┌─ Supplied entries

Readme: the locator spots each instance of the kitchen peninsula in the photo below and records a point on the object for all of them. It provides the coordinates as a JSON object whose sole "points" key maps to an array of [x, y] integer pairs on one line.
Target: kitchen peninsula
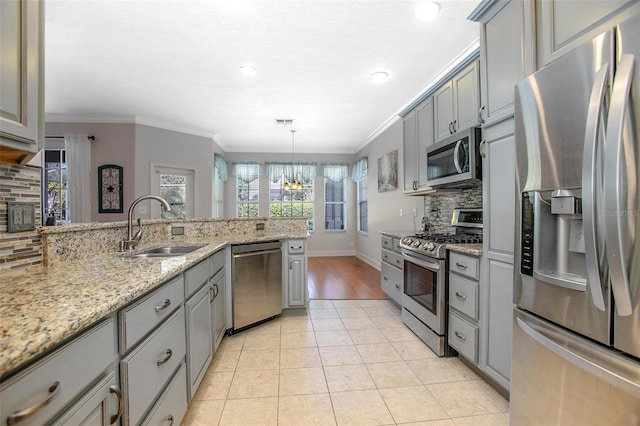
{"points": [[86, 287]]}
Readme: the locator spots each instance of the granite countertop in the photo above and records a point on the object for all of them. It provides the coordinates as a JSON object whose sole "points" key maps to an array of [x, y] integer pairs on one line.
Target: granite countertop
{"points": [[44, 305], [470, 249]]}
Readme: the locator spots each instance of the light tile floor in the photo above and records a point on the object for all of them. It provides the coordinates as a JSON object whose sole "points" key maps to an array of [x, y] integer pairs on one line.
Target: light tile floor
{"points": [[342, 362]]}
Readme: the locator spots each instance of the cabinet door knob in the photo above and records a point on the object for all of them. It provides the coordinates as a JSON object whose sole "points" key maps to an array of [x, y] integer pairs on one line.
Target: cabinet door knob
{"points": [[167, 357], [460, 336], [164, 305], [20, 415], [118, 392]]}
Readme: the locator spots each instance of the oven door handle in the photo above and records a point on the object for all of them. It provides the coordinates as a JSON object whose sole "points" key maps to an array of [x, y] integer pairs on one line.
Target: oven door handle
{"points": [[421, 262]]}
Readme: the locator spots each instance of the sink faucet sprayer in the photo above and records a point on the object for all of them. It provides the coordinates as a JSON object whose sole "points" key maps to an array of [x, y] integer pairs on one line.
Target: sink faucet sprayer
{"points": [[132, 240]]}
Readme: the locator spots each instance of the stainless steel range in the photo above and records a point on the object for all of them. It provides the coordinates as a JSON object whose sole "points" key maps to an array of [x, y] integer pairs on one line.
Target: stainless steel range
{"points": [[425, 278]]}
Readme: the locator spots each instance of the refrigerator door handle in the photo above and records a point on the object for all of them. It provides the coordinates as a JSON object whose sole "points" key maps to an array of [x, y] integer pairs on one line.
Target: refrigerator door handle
{"points": [[591, 184], [456, 153], [579, 355], [612, 185]]}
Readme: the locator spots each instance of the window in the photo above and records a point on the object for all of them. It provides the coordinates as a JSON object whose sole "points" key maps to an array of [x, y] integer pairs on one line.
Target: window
{"points": [[359, 175], [335, 176], [247, 189], [176, 186], [55, 188], [363, 215], [293, 202]]}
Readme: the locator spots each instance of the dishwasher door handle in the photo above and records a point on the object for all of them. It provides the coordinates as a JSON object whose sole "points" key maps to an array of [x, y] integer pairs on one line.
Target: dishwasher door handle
{"points": [[256, 253]]}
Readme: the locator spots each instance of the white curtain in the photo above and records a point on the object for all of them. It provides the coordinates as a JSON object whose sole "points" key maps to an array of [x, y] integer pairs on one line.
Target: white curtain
{"points": [[78, 149]]}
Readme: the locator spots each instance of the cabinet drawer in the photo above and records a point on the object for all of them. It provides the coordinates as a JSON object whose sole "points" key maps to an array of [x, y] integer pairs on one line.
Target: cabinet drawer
{"points": [[147, 369], [463, 337], [464, 265], [139, 319], [387, 242], [172, 405], [392, 258], [295, 246], [463, 295], [217, 262], [391, 281], [195, 277], [60, 377]]}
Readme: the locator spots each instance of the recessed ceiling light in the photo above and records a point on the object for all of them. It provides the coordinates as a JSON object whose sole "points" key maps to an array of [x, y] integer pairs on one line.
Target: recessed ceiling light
{"points": [[379, 76], [427, 10], [248, 70]]}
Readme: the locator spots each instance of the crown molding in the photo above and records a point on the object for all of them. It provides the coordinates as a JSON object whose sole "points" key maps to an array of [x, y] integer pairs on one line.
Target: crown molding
{"points": [[126, 119]]}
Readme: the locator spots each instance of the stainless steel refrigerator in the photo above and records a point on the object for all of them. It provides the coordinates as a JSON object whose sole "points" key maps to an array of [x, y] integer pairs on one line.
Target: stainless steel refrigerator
{"points": [[576, 349]]}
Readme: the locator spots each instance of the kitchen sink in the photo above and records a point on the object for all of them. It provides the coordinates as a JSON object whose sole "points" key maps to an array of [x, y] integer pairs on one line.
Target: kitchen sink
{"points": [[167, 251]]}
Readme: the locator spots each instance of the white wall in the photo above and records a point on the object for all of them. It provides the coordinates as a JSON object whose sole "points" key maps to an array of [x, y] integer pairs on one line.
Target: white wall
{"points": [[384, 207], [175, 149], [114, 144], [321, 242]]}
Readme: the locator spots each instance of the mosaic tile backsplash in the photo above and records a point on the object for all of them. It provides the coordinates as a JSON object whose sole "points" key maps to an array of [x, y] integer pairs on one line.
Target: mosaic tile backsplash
{"points": [[439, 209], [20, 249]]}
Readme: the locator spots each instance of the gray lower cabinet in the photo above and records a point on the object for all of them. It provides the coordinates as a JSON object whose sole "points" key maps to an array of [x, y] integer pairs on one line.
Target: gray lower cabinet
{"points": [[172, 404], [463, 328], [99, 406], [391, 268], [218, 301], [296, 273], [79, 374], [199, 337], [147, 369]]}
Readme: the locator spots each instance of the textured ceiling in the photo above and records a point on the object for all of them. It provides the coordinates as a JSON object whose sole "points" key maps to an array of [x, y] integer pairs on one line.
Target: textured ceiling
{"points": [[176, 63]]}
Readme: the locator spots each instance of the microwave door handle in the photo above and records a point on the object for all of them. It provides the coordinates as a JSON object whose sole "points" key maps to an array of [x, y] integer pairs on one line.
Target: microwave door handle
{"points": [[591, 184], [613, 166], [456, 152]]}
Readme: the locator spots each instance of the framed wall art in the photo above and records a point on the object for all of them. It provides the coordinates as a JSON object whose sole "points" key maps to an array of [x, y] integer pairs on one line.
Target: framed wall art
{"points": [[110, 189], [388, 172]]}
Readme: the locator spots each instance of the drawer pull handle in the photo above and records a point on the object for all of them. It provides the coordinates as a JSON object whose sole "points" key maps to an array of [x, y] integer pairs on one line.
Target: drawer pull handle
{"points": [[164, 305], [116, 417], [20, 415], [460, 336], [169, 354], [461, 296]]}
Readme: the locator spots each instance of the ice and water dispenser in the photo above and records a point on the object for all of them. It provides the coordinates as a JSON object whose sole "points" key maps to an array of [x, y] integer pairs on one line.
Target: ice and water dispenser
{"points": [[553, 249]]}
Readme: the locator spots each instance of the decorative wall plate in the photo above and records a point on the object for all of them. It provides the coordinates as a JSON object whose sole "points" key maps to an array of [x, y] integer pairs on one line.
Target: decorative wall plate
{"points": [[110, 189]]}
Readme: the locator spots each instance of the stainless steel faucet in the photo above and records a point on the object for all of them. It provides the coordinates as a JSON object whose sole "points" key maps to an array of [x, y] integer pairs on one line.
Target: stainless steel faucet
{"points": [[132, 240]]}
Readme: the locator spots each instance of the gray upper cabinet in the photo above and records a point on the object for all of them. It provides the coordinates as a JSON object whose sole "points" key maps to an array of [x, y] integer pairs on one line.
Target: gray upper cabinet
{"points": [[21, 80], [508, 56], [563, 25], [456, 104], [418, 135]]}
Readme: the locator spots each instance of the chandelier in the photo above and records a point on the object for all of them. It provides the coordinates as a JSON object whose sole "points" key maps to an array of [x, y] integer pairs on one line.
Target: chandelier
{"points": [[292, 182]]}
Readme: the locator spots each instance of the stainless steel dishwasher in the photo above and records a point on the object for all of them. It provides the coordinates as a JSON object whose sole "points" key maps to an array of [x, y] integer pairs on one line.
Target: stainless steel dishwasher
{"points": [[256, 271]]}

└─

-- Exercise goal --
Reproduce verbatim everything in the entries above from the line containing "Readme: the locator spots each instance of the kitchen sink" down to the line containing "Target: kitchen sink", including both of those lines.

-- Written reply --
Readme: the locator spots each instance of the kitchen sink in the photo above and records a point on the object for all of them. It provides the coordinates as a JSON object whose sole "points" key maps to an array of [x, y] integer pairs on one line.
Target: kitchen sink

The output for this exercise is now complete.